_ABOUT THIS EXERCISE_
Going through the entries, how many lines include the string "dark"? Answer only with the number.

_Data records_
*** Block opens ***
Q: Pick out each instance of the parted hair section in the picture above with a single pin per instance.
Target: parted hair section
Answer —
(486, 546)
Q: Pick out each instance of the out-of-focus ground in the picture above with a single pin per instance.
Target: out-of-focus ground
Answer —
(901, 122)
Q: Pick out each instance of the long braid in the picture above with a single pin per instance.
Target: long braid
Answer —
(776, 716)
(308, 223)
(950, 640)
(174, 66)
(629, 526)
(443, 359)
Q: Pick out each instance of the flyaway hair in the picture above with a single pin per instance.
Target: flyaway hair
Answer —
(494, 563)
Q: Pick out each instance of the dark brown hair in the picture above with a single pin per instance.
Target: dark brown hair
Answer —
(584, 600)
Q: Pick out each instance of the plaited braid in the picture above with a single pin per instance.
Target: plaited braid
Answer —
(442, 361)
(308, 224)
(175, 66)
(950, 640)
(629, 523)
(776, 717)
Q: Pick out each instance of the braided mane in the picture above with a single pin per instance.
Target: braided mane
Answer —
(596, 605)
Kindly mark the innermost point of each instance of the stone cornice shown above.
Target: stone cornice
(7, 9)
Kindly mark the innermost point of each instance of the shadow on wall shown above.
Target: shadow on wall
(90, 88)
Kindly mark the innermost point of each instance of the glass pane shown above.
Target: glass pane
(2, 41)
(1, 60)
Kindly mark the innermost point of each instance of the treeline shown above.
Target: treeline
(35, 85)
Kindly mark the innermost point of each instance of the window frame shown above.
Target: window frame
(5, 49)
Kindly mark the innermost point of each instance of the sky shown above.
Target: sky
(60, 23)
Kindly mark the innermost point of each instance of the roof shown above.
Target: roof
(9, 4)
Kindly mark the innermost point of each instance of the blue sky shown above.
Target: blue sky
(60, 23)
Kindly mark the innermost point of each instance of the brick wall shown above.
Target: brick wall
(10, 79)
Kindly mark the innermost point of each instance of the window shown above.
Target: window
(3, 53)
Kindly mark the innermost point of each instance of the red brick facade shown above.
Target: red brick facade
*** Block closes ***
_ANSWER BELOW_
2